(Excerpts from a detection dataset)
◆ ◆ ◆ ◆ ◆ ◆ ◆
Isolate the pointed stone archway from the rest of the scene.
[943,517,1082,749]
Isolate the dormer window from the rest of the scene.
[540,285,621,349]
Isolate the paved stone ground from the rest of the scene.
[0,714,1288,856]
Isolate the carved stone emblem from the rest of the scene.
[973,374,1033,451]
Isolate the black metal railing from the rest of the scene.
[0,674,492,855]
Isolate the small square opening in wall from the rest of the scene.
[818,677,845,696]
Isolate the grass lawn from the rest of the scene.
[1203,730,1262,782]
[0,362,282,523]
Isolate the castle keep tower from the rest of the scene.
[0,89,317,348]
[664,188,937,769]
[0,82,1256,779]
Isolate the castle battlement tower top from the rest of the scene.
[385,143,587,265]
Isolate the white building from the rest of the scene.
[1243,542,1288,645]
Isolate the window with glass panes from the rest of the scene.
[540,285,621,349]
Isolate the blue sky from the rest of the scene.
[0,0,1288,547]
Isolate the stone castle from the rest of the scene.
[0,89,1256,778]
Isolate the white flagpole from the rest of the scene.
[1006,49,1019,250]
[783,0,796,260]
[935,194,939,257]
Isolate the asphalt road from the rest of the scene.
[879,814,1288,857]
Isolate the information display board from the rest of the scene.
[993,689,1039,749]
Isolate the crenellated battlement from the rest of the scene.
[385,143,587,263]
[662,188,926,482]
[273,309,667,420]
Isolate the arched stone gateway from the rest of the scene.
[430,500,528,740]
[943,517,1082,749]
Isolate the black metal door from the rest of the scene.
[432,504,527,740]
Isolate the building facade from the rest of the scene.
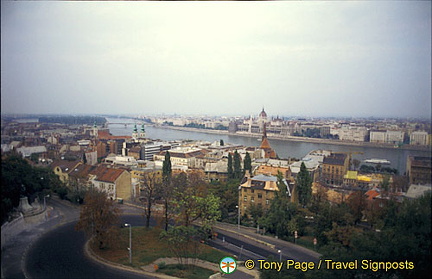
[321,153,349,186]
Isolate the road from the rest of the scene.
[2,200,315,278]
[212,223,321,262]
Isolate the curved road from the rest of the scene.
[25,216,154,278]
[23,200,318,278]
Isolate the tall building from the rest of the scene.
[410,131,428,145]
[260,124,277,159]
[139,123,145,139]
[132,124,138,139]
[239,174,291,215]
[407,156,432,185]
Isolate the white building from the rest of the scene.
[386,131,404,143]
[370,131,386,143]
[410,131,428,145]
[338,126,369,141]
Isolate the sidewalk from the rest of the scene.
[215,223,321,261]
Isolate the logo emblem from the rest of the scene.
[219,257,237,274]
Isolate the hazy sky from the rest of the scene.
[1,1,431,117]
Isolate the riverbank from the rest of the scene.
[147,124,431,151]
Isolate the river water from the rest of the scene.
[107,118,431,174]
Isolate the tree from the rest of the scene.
[247,203,264,227]
[260,172,297,238]
[160,226,203,265]
[296,162,312,207]
[352,159,361,170]
[141,171,162,228]
[244,152,252,174]
[174,172,221,230]
[159,151,173,231]
[75,189,120,249]
[1,152,61,223]
[348,191,367,224]
[227,152,234,179]
[162,151,172,180]
[234,150,242,179]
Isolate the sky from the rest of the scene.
[1,1,431,118]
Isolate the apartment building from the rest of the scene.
[321,153,349,186]
[239,174,291,215]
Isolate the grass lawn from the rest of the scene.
[90,227,231,267]
[157,264,215,279]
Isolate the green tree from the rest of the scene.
[141,171,162,228]
[75,189,120,249]
[159,151,173,231]
[348,191,367,224]
[244,152,252,174]
[234,150,242,179]
[162,151,172,180]
[1,152,61,223]
[296,162,312,207]
[260,172,297,238]
[160,226,203,265]
[246,203,264,227]
[174,172,221,230]
[227,152,234,179]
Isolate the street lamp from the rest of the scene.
[44,195,49,210]
[125,224,132,264]
[236,205,240,231]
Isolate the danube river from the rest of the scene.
[107,118,431,174]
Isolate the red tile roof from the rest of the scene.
[51,160,81,173]
[98,130,132,140]
[365,189,380,200]
[90,166,126,183]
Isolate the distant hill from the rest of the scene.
[39,116,107,125]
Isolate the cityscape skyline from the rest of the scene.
[1,2,431,119]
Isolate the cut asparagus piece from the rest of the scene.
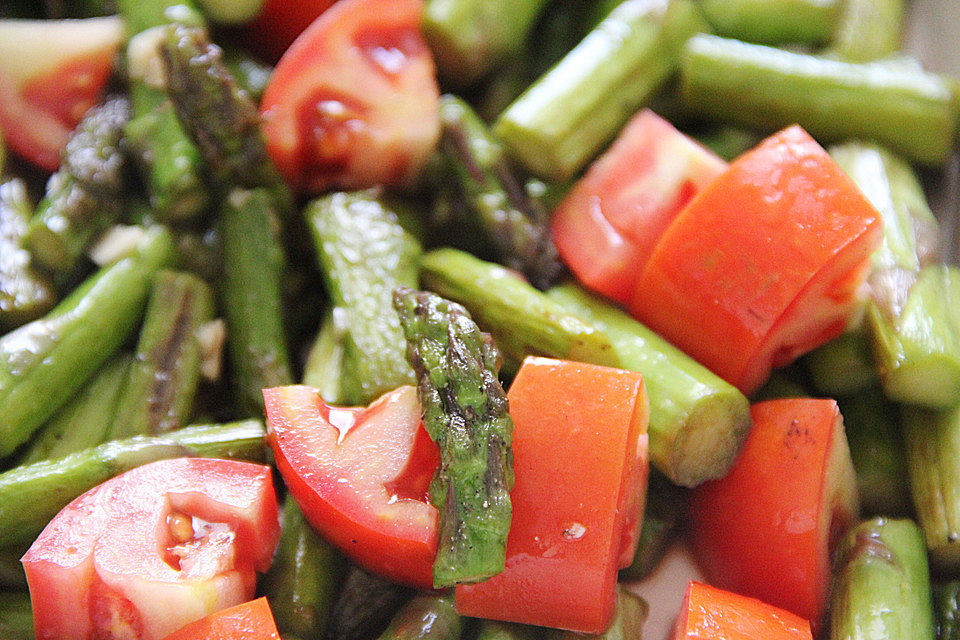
[0,420,265,547]
[830,518,936,640]
[219,189,293,416]
[0,227,173,457]
[0,180,57,333]
[423,0,549,86]
[440,95,562,290]
[680,35,957,165]
[378,595,464,640]
[261,497,347,638]
[19,355,131,464]
[494,0,707,181]
[420,249,621,370]
[24,98,130,272]
[110,271,214,440]
[305,191,421,405]
[393,287,513,589]
[547,284,750,487]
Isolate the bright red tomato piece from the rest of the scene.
[0,17,123,171]
[263,386,440,589]
[456,358,649,633]
[631,126,883,395]
[164,598,280,640]
[673,582,813,640]
[23,458,280,640]
[261,0,440,193]
[690,398,859,630]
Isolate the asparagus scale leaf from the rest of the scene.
[393,287,513,588]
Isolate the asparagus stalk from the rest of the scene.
[700,0,842,46]
[547,284,750,487]
[323,566,411,640]
[423,0,549,86]
[680,35,957,164]
[262,497,346,638]
[393,287,513,589]
[219,188,293,416]
[24,98,130,273]
[420,249,620,368]
[839,387,911,516]
[901,406,960,571]
[830,518,936,640]
[117,0,210,222]
[0,180,56,333]
[19,355,131,464]
[494,0,706,181]
[110,271,214,440]
[440,95,562,290]
[0,227,173,457]
[305,191,420,405]
[378,595,465,640]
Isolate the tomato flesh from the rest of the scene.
[23,458,280,640]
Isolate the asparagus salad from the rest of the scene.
[0,0,960,640]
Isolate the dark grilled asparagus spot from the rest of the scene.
[393,287,513,588]
[24,98,130,272]
[0,180,56,332]
[440,95,562,290]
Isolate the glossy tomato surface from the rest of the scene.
[23,458,280,640]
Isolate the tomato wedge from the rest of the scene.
[553,109,727,304]
[23,458,280,640]
[263,386,440,589]
[261,0,440,193]
[164,598,280,640]
[630,126,883,395]
[690,398,859,630]
[456,358,649,633]
[673,582,813,640]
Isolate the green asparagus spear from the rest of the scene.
[262,496,346,638]
[700,0,842,45]
[494,0,706,181]
[305,191,420,405]
[440,95,562,290]
[828,0,905,62]
[420,249,620,369]
[19,355,131,464]
[110,271,214,440]
[0,420,265,547]
[680,35,957,164]
[0,593,34,640]
[839,387,911,516]
[0,180,56,333]
[830,518,936,640]
[323,566,412,640]
[423,0,549,86]
[24,98,130,272]
[219,189,293,415]
[0,227,173,457]
[378,595,465,640]
[393,287,513,589]
[547,284,750,487]
[118,0,210,222]
[901,406,960,571]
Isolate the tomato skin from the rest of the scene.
[630,127,883,395]
[456,357,649,633]
[164,598,280,640]
[264,386,440,589]
[552,109,727,305]
[22,458,280,640]
[673,582,813,640]
[690,398,859,630]
[261,0,440,193]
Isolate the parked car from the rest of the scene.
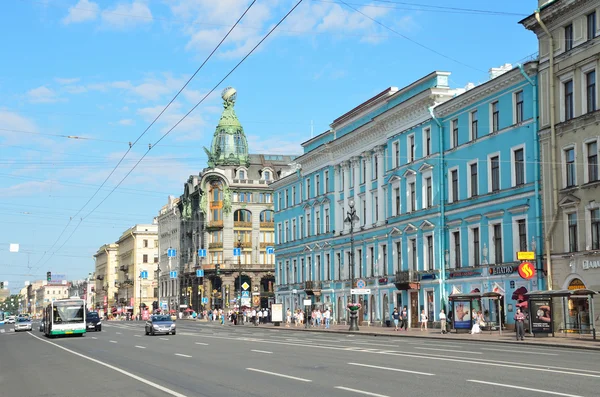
◆ ◆ ◆ ◆ ◆ ◆ ◆
PROBLEM STATEMENT: Can you rewrite all of the rows above with "from the rest of the scene" replaced by "from its surroundings", keeping everything else the same and omitting the pictures?

SOLUTION:
Isolate the pointed stone archway from its surroundings.
[943,517,1082,749]
Isolate the dormer window from its surroundings.
[540,285,621,349]
Isolate the paved stone ground from its surroundings.
[0,714,1288,856]
Isolate the carved stone emblem from its surroundings.
[973,374,1033,451]
Isolate the black metal railing from its surroundings.
[0,674,492,855]
Isolate the small square opening in wall from its surroundings.
[818,677,845,696]
Isolate the grass lawn from its surroundings.
[1203,730,1262,782]
[0,362,282,523]
Isolate the castle keep tower from its surroundings.
[0,89,317,348]
[664,188,937,769]
[0,82,1256,779]
Isolate the castle battlement tower top from its surroundings.
[385,143,587,265]
Isolate the white building from its surroundings.
[1243,542,1288,645]
Isolate the window with glass panes from its surroundings.
[540,285,621,349]
Isolate the blue sky from its surroundings.
[0,0,1288,547]
Isolate the stone castle from its surroundings.
[0,89,1256,778]
Isolate the white flagpole from its surroundings.
[1006,49,1019,250]
[783,0,796,260]
[935,194,939,257]
Isolate the asphalt road from its surroundings.
[879,814,1288,857]
Isolate the information display board from its surroundings.
[993,689,1039,749]
Isolate the crenellated battlement from its surroundings.
[385,143,587,263]
[662,188,926,482]
[273,309,667,420]
Isolate the arched stone gateway from its surroundings.
[430,500,528,740]
[943,517,1082,749]
Isolate the black metal door from its surroundings.
[432,504,527,740]
Isolate the building facade from its surroundings.
[321,153,349,186]
Isolate the road from its surroundings.
[2,200,315,278]
[212,223,321,262]
Isolate the curved road from its surroundings.
[25,216,154,278]
[23,200,318,278]
Isolate the tall building from its surroundings.
[410,131,428,145]
[260,124,277,159]
[139,123,145,139]
[132,124,138,139]
[239,174,291,215]
[407,156,432,185]
Isolate the white building from its surroundings.
[386,131,404,143]
[370,131,386,143]
[410,131,428,145]
[338,126,369,141]
Isolate the sidewalk from its surroundings.
[215,223,321,261]
Isolate the logo emblem from its surroundings.
[219,257,237,274]
Isolate the hazy sky from its surroundings.
[1,1,431,117]
Isolate the riverbank from its surroundings.
[147,124,431,151]
Isolate the river water from its surroundings.
[107,118,431,174]
Isolate the tree from its surroundings.
[247,203,264,227]
[260,172,297,238]
[160,226,203,265]
[296,162,312,207]
[352,159,361,170]
[141,171,162,228]
[244,152,252,174]
[174,172,221,230]
[159,151,173,231]
[75,189,120,249]
[1,152,61,223]
[348,191,367,224]
[227,152,234,179]
[162,151,172,180]
[234,150,242,179]
Isolate the sky from its surroundings.
[1,1,431,118]
Isolate the apartment building from its surroundings.
[321,153,349,186]
[239,174,291,215]
Isolate the grass lawn from its surroundings.
[90,227,231,267]
[157,264,215,279]
Isolate the green tree from its surroundings.
[141,171,162,228]
[75,189,120,249]
[159,151,173,231]
[348,191,367,224]
[244,152,252,174]
[234,150,242,179]
[162,151,172,180]
[1,152,61,223]
[296,162,312,207]
[260,172,297,238]
[160,226,203,265]
[246,203,264,227]
[174,172,221,230]
[227,152,234,179]
Isolate the street lamp from its surroundings.
[44,195,49,210]
[125,224,132,264]
[236,205,240,231]
Isolate the danube river from its surroundings.
[107,118,431,174]
Isolate the red tile roof from its surroundings.
[51,160,81,173]
[98,130,132,140]
[365,189,380,200]
[90,166,126,183]
Isolate the distant hill from its surroundings.
[39,116,107,125]
Isolate the cityscape skyline from its surroundings.
[1,2,431,119]
Isolate the cut asparagus piece from its surroundings.
[0,420,265,547]
[830,518,936,640]
[219,189,293,416]
[0,227,173,457]
[0,180,57,333]
[423,0,549,86]
[440,95,562,290]
[680,35,957,165]
[378,595,464,640]
[261,497,347,638]
[19,355,131,464]
[494,0,707,181]
[420,249,621,370]
[24,98,130,272]
[110,271,214,440]
[305,191,421,405]
[393,287,513,589]
[547,284,750,487]
Isolate the bright red tomato piece from its surroundings.
[0,17,123,171]
[263,386,440,589]
[456,358,649,633]
[631,126,883,395]
[164,598,280,640]
[673,582,813,640]
[23,458,280,640]
[261,0,440,193]
[690,398,859,630]
Isolate the asparagus scale leaf from its surroundings.
[393,287,513,588]
Isolate the asparagus stalk from its surroundings.
[700,0,842,46]
[547,284,750,487]
[323,566,411,640]
[423,0,549,86]
[680,35,957,164]
[262,497,346,638]
[393,287,513,589]
[219,188,293,416]
[24,98,130,273]
[420,249,620,368]
[839,387,911,516]
[901,406,960,571]
[830,518,936,640]
[117,0,210,222]
[0,180,56,333]
[19,355,131,464]
[494,0,706,181]
[110,271,214,440]
[440,95,562,290]
[0,227,173,457]
[305,191,420,405]
[378,595,465,640]
Isolate the tomato flesh from its surroundings.
[23,458,280,640]
Isolate the asparagus salad from its surroundings.
[0,0,960,640]
Isolate the dark grilled asparagus spot from its surroundings.
[393,287,513,588]
[24,98,130,272]
[0,180,56,332]
[440,95,562,290]
Isolate the glossy tomato surface from its surroundings.
[23,458,280,640]
Isolate the tomato wedge from its surroundings.
[553,109,727,304]
[23,458,280,640]
[263,386,440,589]
[261,0,440,193]
[164,598,280,640]
[630,126,883,395]
[690,398,859,630]
[456,358,649,633]
[673,582,813,640]
Isolate the green asparagus spear from its surroundings.
[262,496,346,638]
[700,0,842,45]
[494,0,706,181]
[305,191,420,405]
[440,95,562,290]
[828,0,905,62]
[420,249,620,369]
[19,355,131,464]
[110,271,214,440]
[0,420,265,547]
[680,35,957,164]
[0,593,34,640]
[839,387,911,516]
[0,180,56,333]
[830,518,936,640]
[323,566,412,640]
[423,0,549,86]
[24,98,130,272]
[219,189,293,415]
[0,227,173,457]
[378,595,465,640]
[393,287,513,589]
[547,284,750,487]
[118,0,210,222]
[901,406,960,571]
Isolate the tomato skin from its surroundings.
[630,127,883,395]
[456,357,649,633]
[164,598,280,640]
[264,386,440,589]
[552,109,727,305]
[22,458,280,640]
[673,582,813,640]
[690,398,859,630]
[261,0,440,193]
Isolate the parked car from its surroundings.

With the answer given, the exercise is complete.